Requirements
Pick out each line in the material below that contains the word "woman" and copy those lines.

Records to process
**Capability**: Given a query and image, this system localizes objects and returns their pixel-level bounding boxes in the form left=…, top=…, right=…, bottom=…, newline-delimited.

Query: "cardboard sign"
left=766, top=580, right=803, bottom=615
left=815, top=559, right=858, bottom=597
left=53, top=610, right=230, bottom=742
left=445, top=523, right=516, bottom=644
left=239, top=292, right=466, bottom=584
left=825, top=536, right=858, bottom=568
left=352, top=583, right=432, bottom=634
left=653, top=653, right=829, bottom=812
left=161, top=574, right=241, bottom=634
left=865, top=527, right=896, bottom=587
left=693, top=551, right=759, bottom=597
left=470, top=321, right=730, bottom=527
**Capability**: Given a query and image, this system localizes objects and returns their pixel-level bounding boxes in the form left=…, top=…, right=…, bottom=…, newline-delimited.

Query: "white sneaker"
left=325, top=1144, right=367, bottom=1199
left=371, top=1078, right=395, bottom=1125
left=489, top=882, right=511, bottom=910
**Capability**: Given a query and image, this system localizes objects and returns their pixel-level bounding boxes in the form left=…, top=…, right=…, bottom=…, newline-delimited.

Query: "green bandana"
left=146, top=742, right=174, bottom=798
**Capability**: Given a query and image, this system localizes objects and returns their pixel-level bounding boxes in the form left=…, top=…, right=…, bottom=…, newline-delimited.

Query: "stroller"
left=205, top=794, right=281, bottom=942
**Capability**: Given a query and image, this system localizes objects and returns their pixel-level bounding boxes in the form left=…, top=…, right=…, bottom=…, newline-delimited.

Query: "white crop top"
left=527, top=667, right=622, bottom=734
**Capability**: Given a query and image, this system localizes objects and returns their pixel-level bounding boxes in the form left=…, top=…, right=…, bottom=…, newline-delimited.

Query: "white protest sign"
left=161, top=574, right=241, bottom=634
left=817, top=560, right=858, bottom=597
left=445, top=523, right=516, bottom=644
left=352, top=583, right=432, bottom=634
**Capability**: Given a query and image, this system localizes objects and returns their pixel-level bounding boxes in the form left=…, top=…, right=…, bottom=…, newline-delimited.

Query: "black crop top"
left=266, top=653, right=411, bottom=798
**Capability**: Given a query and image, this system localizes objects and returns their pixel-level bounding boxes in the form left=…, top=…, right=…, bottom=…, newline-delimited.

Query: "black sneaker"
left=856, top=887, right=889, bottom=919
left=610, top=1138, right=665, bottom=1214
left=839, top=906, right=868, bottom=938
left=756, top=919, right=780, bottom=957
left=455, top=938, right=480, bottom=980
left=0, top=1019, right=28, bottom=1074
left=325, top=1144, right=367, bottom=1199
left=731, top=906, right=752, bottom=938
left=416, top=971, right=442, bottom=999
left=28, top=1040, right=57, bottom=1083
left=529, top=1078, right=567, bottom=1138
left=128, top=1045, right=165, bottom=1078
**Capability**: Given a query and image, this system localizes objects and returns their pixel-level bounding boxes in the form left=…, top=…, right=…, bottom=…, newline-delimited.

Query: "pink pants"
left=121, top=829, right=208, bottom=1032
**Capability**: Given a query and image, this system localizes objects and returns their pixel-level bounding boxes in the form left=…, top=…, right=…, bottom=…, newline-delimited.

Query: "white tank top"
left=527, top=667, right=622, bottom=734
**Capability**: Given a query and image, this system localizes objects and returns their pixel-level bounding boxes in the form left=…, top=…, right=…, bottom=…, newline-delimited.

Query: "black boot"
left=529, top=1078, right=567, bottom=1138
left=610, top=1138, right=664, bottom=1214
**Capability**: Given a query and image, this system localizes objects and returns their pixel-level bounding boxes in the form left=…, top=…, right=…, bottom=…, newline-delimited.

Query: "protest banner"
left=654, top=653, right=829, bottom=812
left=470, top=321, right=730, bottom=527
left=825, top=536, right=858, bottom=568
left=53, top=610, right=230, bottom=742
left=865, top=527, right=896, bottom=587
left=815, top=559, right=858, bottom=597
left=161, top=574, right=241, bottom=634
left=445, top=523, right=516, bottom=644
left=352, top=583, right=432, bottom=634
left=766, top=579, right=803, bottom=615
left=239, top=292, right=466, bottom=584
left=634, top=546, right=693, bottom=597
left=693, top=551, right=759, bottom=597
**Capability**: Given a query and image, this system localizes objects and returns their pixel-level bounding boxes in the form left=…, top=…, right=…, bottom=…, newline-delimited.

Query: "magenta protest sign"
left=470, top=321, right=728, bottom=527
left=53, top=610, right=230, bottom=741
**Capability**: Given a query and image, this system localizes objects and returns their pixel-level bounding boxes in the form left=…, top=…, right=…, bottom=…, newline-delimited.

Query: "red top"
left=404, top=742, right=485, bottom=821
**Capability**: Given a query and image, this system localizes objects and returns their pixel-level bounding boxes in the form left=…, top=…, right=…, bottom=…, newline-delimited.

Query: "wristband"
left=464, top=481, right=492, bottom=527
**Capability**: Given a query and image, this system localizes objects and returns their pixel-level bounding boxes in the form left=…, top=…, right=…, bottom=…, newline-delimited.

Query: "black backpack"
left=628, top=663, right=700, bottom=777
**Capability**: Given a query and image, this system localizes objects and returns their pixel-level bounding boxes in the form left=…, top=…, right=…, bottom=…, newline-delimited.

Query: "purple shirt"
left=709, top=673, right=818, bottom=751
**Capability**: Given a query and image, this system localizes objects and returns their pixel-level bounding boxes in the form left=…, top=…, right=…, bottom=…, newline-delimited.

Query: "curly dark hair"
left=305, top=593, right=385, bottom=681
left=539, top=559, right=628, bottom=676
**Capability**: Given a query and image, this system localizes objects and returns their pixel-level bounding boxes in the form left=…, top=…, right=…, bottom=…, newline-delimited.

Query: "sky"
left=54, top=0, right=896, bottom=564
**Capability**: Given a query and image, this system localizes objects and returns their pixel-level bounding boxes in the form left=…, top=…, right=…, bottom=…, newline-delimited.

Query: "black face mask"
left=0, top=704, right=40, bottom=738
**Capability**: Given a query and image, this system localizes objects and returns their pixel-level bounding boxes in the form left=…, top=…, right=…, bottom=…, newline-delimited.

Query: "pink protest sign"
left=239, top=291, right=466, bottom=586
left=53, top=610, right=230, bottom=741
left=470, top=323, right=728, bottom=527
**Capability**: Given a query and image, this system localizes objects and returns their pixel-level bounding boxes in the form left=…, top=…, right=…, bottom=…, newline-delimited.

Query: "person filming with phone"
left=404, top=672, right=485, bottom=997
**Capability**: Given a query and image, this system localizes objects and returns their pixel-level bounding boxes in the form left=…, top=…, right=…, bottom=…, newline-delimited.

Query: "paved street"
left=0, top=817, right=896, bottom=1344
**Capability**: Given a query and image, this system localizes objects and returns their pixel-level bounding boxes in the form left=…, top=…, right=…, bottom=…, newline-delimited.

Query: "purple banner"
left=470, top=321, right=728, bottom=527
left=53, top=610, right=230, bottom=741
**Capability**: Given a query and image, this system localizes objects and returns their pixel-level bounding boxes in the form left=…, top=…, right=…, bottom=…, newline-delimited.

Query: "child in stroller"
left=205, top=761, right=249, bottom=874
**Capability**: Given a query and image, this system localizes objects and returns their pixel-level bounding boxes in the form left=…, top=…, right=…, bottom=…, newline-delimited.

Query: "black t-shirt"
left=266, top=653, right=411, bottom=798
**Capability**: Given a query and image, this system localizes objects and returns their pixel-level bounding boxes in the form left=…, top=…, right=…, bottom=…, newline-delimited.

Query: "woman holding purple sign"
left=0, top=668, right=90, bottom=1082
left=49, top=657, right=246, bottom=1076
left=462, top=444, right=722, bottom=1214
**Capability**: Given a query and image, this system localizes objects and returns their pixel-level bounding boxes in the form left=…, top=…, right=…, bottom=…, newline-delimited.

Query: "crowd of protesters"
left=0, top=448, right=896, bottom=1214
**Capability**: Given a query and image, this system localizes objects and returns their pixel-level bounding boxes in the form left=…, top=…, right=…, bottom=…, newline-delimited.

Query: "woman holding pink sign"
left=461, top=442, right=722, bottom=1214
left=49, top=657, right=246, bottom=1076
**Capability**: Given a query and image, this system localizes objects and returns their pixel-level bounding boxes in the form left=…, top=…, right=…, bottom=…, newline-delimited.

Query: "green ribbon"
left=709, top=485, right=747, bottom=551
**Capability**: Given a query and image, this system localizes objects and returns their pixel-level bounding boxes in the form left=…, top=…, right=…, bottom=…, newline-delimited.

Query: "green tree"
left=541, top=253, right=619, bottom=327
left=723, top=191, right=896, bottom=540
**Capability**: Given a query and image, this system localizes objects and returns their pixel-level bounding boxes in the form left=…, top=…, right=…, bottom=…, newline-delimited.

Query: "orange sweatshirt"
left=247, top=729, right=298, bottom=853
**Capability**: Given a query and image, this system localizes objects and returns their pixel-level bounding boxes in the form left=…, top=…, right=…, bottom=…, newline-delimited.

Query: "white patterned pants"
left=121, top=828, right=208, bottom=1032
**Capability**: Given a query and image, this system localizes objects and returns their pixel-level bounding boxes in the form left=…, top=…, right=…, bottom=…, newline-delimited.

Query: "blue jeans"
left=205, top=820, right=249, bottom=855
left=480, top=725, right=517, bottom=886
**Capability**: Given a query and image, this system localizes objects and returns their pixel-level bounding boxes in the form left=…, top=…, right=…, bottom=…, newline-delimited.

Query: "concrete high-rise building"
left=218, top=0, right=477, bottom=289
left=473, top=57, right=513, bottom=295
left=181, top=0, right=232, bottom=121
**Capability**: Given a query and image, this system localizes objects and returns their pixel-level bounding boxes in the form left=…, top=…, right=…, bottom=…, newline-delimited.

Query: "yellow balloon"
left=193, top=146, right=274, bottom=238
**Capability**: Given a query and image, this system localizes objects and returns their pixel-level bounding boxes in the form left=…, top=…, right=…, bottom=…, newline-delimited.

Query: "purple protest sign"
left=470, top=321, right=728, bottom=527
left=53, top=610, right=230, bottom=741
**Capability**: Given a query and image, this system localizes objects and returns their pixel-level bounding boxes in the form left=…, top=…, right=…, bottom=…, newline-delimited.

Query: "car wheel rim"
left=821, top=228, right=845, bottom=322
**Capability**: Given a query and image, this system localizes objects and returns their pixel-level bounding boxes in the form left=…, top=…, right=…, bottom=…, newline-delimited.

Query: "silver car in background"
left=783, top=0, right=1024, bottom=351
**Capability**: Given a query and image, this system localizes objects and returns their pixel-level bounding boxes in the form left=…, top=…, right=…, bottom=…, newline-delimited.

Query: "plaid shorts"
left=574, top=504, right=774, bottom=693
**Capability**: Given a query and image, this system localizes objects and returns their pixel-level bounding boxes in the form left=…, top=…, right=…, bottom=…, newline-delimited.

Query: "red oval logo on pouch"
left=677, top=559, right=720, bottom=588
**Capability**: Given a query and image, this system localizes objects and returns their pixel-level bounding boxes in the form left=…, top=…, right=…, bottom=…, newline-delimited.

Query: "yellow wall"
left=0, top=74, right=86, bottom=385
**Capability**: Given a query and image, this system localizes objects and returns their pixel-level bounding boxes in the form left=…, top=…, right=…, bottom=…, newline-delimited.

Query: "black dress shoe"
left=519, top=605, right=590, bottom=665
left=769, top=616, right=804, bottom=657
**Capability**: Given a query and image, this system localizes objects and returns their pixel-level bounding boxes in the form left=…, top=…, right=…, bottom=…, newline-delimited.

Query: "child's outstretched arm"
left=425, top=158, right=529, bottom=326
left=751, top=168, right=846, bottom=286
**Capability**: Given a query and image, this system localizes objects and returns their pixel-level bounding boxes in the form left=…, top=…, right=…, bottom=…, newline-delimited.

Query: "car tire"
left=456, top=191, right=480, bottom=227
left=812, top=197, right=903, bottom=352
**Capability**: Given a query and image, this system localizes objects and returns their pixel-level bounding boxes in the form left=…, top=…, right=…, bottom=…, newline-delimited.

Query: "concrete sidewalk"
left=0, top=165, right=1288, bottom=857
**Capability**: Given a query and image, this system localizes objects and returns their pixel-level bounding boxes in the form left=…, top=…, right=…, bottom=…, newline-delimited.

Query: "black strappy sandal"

Reply to the task
Query: "woman holding purple sign"
Query: "woman holding pink sign"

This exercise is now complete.